═══ Supplied material ═══
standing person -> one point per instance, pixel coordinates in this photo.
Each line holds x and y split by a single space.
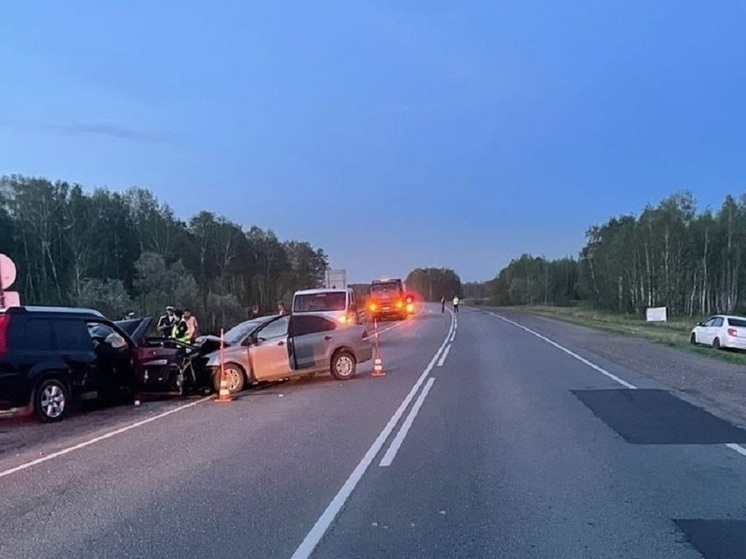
166 322
192 325
180 330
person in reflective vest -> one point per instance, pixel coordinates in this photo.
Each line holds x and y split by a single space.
166 322
180 331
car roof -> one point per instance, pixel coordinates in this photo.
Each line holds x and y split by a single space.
322 290
52 310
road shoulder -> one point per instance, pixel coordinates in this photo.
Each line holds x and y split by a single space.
720 386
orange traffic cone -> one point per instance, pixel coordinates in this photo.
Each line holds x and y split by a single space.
224 395
378 363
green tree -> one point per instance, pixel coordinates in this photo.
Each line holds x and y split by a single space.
433 283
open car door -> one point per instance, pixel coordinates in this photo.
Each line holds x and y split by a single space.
269 352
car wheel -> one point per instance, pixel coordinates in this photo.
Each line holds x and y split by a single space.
51 400
235 377
343 365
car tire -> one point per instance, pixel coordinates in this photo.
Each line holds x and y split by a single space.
235 375
51 400
343 365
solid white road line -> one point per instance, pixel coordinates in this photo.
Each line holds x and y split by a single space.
733 446
737 447
100 438
312 539
444 356
570 353
388 458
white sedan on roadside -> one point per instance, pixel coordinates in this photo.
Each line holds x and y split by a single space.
721 331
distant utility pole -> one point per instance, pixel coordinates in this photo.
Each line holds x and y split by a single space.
335 279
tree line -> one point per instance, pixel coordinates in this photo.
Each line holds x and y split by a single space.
127 251
669 255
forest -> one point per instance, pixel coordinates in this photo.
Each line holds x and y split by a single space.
126 251
671 255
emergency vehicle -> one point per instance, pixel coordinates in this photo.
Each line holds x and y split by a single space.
387 298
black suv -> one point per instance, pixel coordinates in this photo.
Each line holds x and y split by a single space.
52 356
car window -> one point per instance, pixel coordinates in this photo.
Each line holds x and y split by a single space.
320 302
305 324
71 334
275 329
36 335
103 333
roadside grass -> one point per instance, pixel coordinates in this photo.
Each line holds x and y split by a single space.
674 333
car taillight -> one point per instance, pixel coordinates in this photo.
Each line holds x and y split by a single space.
4 324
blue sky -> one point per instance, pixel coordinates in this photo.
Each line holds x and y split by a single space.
394 134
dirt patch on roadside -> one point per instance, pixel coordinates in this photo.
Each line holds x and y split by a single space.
717 383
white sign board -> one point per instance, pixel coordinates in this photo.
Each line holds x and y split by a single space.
656 314
7 272
335 279
11 299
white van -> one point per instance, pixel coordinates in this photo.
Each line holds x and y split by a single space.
338 304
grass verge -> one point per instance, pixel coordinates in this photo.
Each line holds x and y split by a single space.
674 333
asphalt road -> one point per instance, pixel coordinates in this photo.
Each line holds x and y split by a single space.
486 440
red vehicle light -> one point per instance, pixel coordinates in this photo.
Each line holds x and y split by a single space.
4 323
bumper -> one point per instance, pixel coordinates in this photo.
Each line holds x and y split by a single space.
734 343
365 353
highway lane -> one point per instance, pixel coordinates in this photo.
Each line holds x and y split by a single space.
243 479
505 460
509 447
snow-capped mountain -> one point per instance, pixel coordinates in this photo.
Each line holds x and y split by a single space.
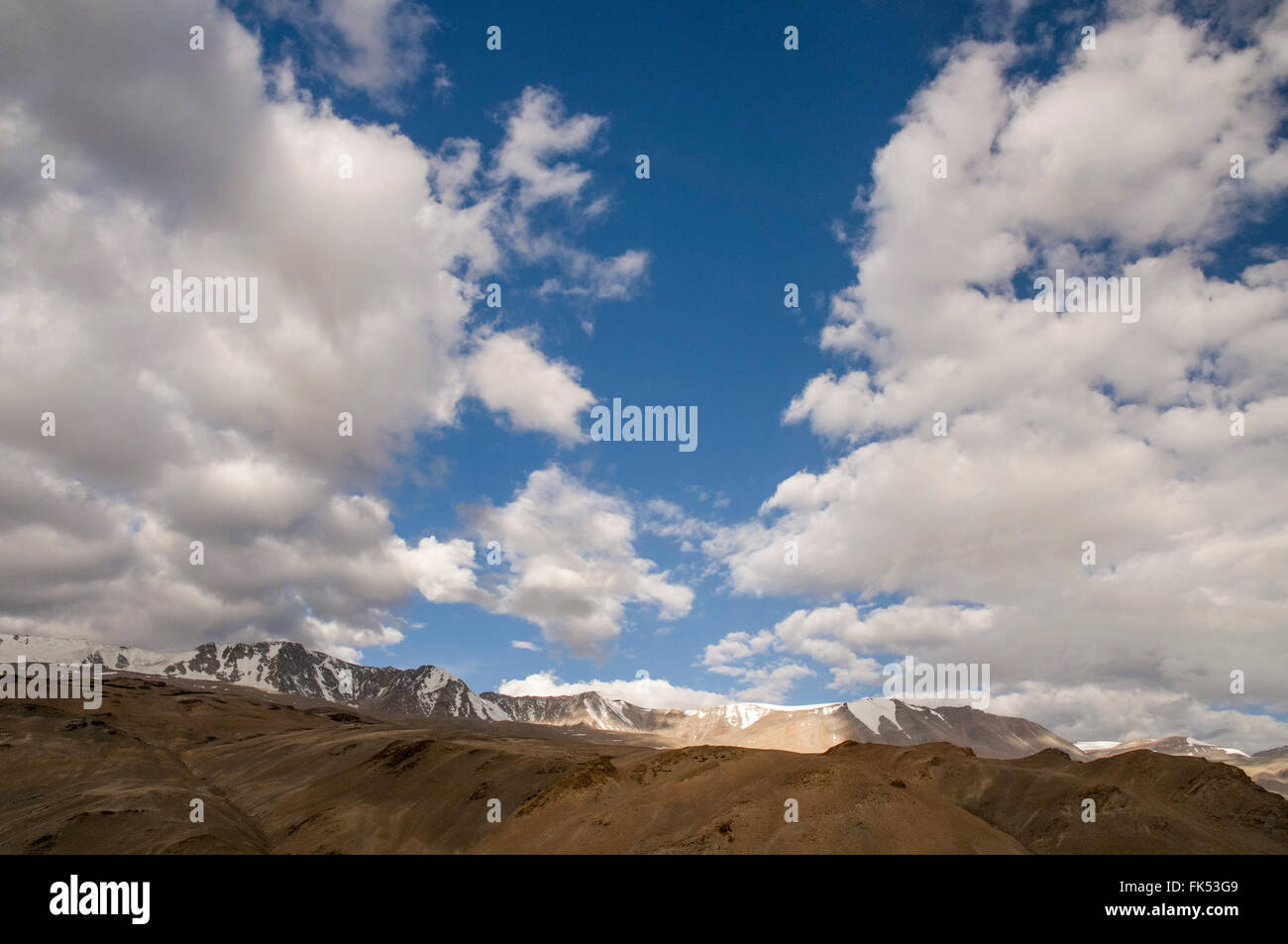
1175 746
278 666
428 690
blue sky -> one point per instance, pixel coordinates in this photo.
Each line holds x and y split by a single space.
912 167
748 181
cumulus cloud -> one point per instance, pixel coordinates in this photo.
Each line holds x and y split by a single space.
376 47
572 562
513 377
644 691
174 428
1061 428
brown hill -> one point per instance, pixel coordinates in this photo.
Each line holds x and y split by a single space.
283 775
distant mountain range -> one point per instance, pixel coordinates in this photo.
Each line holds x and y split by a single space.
432 691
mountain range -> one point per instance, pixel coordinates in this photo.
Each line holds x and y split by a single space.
432 691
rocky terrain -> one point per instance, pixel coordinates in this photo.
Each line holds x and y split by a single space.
290 775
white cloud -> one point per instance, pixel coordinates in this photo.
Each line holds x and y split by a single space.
179 428
572 561
373 46
1061 429
513 377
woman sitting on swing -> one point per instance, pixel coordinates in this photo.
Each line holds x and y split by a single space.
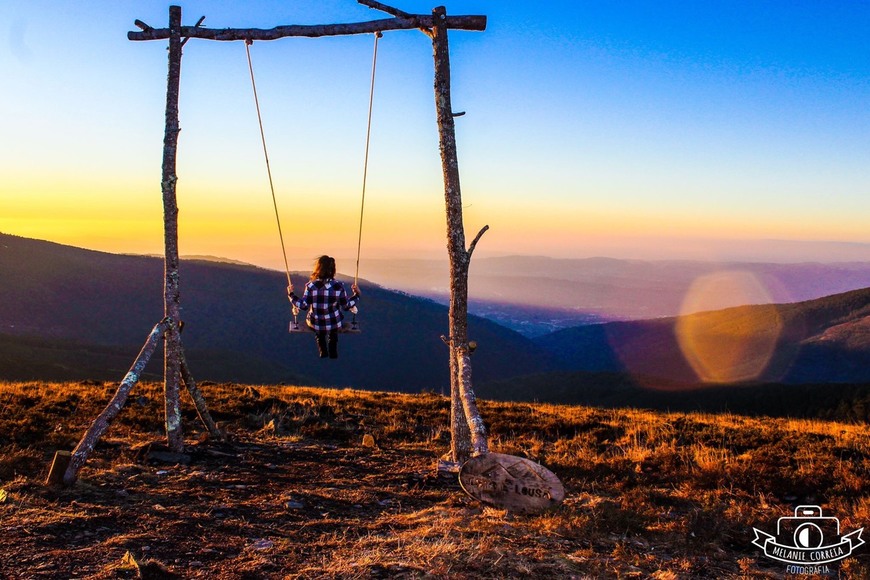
325 298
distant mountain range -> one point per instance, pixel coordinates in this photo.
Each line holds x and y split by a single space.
73 313
69 313
822 340
576 292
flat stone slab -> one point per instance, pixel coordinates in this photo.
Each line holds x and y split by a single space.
511 483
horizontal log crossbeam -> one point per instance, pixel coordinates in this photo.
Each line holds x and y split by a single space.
408 22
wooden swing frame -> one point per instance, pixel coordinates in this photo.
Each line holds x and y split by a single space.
467 428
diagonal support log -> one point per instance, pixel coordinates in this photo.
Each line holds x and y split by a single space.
101 423
198 400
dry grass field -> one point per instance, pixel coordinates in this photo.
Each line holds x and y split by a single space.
295 493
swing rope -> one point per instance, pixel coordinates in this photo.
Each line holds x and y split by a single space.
248 44
366 162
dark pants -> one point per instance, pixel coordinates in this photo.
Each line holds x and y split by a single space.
327 343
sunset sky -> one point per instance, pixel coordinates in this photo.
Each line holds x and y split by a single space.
628 129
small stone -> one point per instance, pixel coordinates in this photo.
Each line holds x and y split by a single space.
263 544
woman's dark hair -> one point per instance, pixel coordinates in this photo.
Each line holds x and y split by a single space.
324 268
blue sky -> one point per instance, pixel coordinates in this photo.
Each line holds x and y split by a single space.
632 129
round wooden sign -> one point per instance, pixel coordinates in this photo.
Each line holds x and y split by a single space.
511 483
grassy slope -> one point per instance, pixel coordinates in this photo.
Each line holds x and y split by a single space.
294 493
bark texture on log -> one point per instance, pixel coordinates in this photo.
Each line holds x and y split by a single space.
101 423
468 435
171 295
198 400
479 444
313 31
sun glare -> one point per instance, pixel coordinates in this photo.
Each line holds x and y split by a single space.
729 345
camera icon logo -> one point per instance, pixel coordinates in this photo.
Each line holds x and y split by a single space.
808 538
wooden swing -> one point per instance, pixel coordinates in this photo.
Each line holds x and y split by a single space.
294 326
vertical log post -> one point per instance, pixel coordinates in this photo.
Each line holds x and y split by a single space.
467 429
172 309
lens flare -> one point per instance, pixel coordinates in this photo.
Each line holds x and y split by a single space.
731 345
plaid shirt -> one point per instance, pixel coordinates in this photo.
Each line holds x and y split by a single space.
326 299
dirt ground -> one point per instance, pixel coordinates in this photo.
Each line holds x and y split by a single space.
294 493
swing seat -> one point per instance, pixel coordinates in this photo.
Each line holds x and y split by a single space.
296 328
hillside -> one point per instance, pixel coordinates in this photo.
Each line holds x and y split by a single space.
590 290
81 310
294 493
822 340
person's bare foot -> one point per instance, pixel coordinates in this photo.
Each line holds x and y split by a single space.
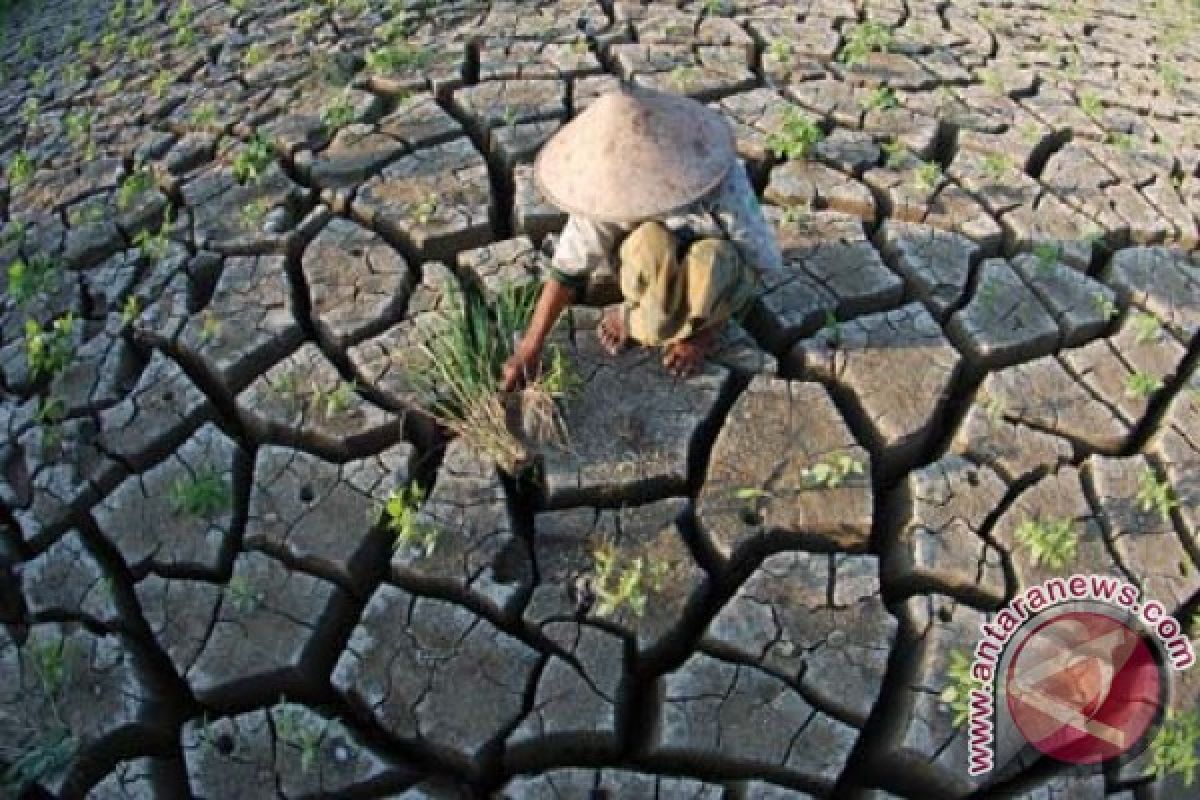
685 358
613 336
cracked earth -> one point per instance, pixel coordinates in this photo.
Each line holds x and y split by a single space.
991 306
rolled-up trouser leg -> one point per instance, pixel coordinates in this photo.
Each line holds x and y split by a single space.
652 283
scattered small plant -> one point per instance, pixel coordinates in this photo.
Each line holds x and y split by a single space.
881 98
862 40
997 166
1174 747
245 597
832 471
628 584
928 175
252 160
1091 103
1051 542
132 186
203 494
399 56
1104 305
1155 494
401 517
21 168
959 685
1047 254
337 114
1146 328
30 278
780 50
49 352
796 137
1140 385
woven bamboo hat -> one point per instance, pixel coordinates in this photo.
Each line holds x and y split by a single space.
635 154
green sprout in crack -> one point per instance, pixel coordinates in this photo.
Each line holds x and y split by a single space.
252 160
796 137
337 114
1050 542
996 167
203 494
1146 328
1174 747
426 209
881 98
1091 103
30 278
256 54
131 310
1104 305
49 352
1140 385
400 56
245 597
1155 494
400 516
51 661
627 584
294 727
862 40
928 175
959 685
132 186
780 50
832 471
21 168
1047 254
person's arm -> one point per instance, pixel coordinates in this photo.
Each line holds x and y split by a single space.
745 224
583 246
526 356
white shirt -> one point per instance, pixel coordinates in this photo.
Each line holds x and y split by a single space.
730 211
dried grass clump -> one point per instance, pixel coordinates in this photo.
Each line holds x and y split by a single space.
456 376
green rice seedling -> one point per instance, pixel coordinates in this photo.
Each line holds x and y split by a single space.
862 40
796 137
832 471
48 353
203 494
252 160
960 683
400 516
1175 746
624 584
457 371
1140 385
881 98
1050 542
1155 494
132 186
30 278
400 56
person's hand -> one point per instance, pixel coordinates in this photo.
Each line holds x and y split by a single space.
523 365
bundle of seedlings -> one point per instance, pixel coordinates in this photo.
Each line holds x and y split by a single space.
456 377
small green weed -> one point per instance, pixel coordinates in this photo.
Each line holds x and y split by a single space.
202 494
1051 542
796 137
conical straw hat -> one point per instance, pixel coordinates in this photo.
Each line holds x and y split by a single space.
634 155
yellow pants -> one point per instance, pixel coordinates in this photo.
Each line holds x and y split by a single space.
666 301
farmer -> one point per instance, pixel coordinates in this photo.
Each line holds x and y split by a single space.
654 188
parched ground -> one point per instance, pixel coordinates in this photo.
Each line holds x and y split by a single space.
991 306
═══
Written exercise
Reproduce exactly the line containing "person's arm ->" and every line after it through the end of the records above, and nothing else.

Answer to this problem
person's arm -> one point per instance, pixel coordinates in this photo.
Each line holds x and y split by a single space.
745 224
583 246
526 356
white shirt -> one point per instance, pixel coordinates in this photo.
Each line holds x and y split by a single space.
730 211
dried grass clump -> one point per instance, pixel coordinates in this photo.
Each line holds x and y split by a single space.
456 376
green rice seedling -> one point per instance, pixel coordinates in this photo.
Each line holds x and y split by a single space.
862 40
796 137
832 471
48 353
203 494
252 160
960 683
400 516
1175 746
624 584
457 371
1140 385
881 98
1050 542
1155 494
132 186
30 278
400 56
person's hand -> one point per instance, pixel coordinates in this photo.
Each line holds x and y split by a single space.
523 365
bundle of seedlings -> one point per instance, pixel coordinates in this photo.
Each line holds x and y split by a single space.
456 377
small green weed -> one point per instance, pixel coordinates in this photo.
Each line holds x and y split by a single space.
202 494
1051 542
796 137
conical straw hat -> one point per instance, pixel coordinates in this photo.
Each line holds x and y split by a single space.
634 155
yellow pants -> one point per instance, pixel coordinates in this photo.
Each line holds x and y split by a single space.
666 301
farmer -> one point per instance, pixel coordinates in this photo.
Each line holds x and y split by a single space.
654 188
parched ground -> one point per instance, pixel coordinates in this photo.
Each line holds x and y split by a single space.
991 306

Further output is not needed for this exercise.